* _Required task_
Transcribe every line of the records below verbatim, leaving out the pictures.

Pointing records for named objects
··········

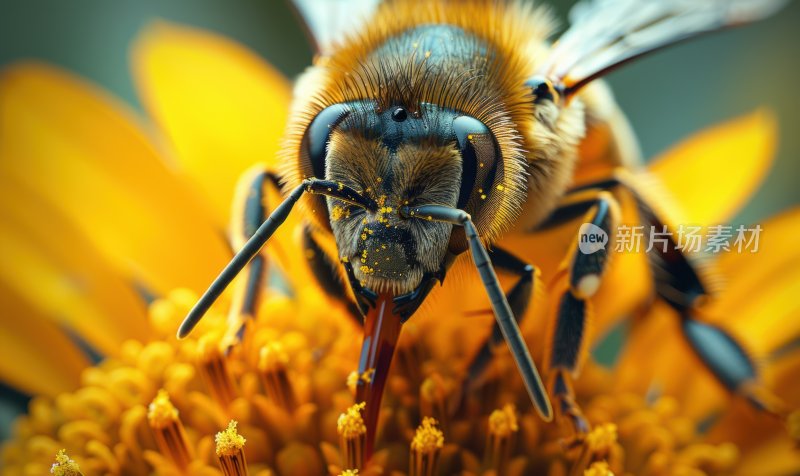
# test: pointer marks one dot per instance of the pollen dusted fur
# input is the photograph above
(493, 47)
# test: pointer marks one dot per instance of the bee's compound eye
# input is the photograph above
(399, 115)
(319, 133)
(542, 89)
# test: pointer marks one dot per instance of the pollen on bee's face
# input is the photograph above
(387, 251)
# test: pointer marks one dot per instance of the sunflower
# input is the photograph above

··········

* _Response to the task_
# test: pointer marks one dot per instance of the pollen dusted fur
# input is the photograph above
(493, 47)
# test: pointer marks one dot per instance of the bee's compound eye
# input is the photograph above
(399, 115)
(319, 133)
(542, 89)
# test: pointer marks one dot per instance of the pollen on bee's face
# input is the photograph above
(387, 251)
# test: pointer marks one dot per instance of the sunflower
# input is the photograph above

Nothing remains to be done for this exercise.